▶ Task prompt
Your output should be the entries below, from the first line up to and including the line with "Target: car roof", reproduced exactly and with no other lines.

.....

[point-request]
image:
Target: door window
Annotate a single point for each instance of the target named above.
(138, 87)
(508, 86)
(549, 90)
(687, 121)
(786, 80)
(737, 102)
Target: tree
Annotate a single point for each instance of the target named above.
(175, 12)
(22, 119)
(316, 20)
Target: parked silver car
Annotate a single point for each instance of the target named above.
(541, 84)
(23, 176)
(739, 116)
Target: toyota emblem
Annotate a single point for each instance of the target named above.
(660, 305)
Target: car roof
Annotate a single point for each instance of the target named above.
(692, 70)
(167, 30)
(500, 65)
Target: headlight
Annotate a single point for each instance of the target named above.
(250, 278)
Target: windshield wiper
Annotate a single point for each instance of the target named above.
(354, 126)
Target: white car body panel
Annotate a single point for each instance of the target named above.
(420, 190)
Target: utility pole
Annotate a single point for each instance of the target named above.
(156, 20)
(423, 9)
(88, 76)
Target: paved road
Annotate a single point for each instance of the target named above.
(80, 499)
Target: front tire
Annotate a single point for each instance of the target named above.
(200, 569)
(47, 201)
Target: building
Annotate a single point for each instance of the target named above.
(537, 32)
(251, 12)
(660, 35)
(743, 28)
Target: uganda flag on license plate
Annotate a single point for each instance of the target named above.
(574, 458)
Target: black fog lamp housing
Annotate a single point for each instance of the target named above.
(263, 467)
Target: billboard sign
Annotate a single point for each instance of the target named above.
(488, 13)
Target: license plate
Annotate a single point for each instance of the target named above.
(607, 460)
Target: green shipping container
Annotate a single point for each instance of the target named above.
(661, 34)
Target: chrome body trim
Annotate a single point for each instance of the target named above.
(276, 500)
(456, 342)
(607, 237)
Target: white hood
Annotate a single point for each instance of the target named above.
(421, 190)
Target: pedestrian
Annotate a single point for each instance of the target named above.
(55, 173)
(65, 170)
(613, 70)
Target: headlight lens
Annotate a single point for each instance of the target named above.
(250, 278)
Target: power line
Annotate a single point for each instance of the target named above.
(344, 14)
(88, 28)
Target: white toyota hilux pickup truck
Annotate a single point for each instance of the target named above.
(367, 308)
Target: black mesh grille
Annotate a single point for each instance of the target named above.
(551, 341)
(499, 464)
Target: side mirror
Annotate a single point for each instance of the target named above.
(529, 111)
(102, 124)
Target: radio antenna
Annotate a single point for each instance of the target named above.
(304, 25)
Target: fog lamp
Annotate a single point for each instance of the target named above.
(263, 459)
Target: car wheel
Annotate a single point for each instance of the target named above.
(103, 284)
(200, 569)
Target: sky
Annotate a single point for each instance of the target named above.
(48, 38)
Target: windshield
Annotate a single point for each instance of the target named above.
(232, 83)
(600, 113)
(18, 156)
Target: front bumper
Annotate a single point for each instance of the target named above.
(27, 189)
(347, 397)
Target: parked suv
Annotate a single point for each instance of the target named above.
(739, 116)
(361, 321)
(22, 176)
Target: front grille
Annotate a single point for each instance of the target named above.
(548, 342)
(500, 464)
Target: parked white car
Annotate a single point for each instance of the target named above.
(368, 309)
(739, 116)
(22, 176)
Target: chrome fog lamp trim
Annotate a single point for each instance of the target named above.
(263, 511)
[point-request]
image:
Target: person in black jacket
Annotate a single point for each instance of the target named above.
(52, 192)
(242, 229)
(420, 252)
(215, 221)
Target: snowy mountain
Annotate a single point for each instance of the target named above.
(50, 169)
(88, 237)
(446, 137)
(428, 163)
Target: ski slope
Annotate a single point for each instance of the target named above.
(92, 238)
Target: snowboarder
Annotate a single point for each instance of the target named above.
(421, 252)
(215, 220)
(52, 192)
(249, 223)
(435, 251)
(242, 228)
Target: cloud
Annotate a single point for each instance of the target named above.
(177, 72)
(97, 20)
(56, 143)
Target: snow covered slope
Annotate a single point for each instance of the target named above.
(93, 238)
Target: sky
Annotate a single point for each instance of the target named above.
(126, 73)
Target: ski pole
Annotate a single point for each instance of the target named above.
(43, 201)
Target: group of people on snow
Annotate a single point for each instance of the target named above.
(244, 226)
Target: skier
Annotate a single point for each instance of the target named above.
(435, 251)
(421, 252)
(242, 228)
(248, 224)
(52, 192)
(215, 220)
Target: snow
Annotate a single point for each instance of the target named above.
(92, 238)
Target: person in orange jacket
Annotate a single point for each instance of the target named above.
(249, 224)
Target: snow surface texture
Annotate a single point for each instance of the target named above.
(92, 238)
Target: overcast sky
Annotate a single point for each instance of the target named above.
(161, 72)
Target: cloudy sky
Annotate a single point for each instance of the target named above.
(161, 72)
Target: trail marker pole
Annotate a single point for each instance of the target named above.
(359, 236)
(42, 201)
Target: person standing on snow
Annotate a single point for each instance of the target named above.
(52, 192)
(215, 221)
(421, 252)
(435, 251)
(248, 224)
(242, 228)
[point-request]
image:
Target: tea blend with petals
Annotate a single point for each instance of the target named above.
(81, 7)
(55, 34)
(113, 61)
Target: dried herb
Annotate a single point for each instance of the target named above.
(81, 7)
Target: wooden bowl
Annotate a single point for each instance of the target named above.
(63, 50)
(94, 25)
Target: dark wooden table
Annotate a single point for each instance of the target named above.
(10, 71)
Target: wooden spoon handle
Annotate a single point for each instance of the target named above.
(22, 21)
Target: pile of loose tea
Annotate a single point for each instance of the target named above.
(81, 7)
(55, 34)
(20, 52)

.....

▶ Reply
[point-request]
image:
Target: door window
Annotate a single point for each instance of the target named above.
(138, 87)
(508, 86)
(549, 90)
(687, 121)
(786, 80)
(737, 102)
Target: tree
Annotate a single point for each instance of the target named above.
(175, 12)
(22, 119)
(316, 20)
Target: parked silver car
Annotate a single point for each instance of the target named above.
(541, 84)
(23, 176)
(739, 116)
Target: toyota emblem
Annotate a single point for each instance of the target named above.
(660, 305)
Target: car roof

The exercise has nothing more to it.